(Dataset excerpts)
◆ ◆ ◆ ◆ ◆

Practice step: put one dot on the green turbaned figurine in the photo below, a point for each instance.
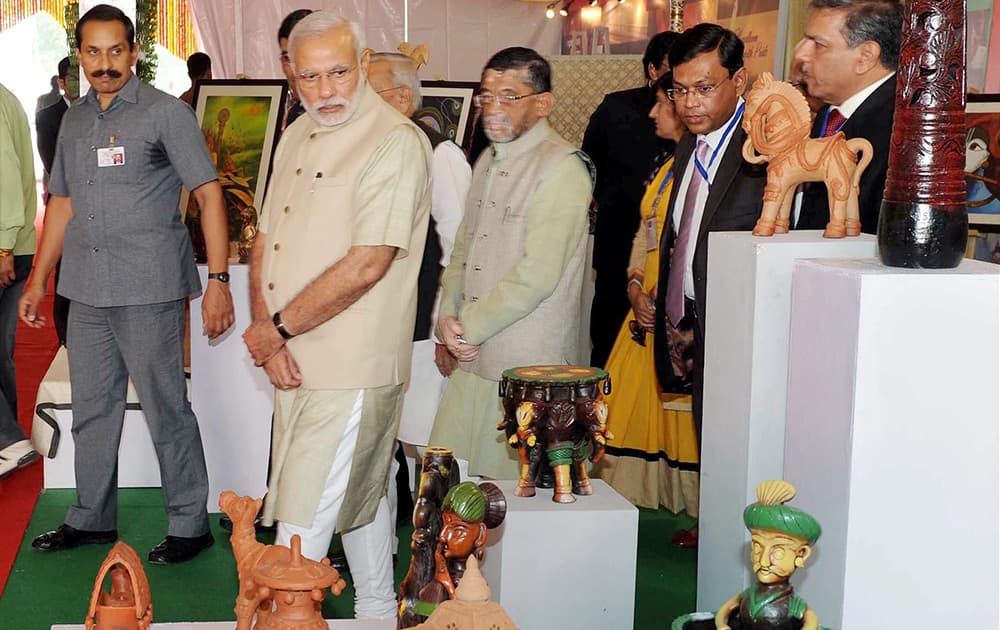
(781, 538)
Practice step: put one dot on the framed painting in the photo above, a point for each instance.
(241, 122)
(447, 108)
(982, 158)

◆ ◆ ◆ ◆ ◆

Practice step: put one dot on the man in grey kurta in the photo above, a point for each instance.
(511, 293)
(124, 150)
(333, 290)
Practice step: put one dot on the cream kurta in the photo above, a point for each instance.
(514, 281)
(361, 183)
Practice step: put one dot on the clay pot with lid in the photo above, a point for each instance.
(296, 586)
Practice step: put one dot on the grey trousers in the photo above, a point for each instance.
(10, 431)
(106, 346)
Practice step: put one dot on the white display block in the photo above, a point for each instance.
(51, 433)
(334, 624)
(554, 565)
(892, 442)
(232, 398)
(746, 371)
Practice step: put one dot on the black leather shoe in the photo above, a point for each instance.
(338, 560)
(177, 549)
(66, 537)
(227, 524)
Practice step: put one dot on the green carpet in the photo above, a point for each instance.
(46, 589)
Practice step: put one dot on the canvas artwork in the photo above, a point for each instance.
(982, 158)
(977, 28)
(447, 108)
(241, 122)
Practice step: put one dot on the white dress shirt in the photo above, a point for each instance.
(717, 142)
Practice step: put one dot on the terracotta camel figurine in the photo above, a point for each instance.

◆ ◆ ◆ ◆ ◆

● REQUIRED WORK:
Your reply is to repeat, unchanged, the lines above running from the one with "Practice step: put one dot on the black" up to and including the one with "Practice step: put one dot on the terracotta".

● REPLY TO THE EXERCISE:
Practice step: put one dot on the black leather shoe in the photo above, a point for each instance.
(338, 560)
(177, 549)
(66, 537)
(227, 524)
Practice step: put one dot on the green carpet in the photo above, a point for each instance.
(46, 589)
Practice step: put one dot on the canvas artwork in the photo above, a point for each instance.
(982, 158)
(977, 28)
(447, 108)
(241, 122)
Practice step: put one dot on the white dress shirt in the photo above, a point for each instance.
(717, 142)
Practice step: put one dot on the terracotta camel figurine in the photo above, a point for each instance.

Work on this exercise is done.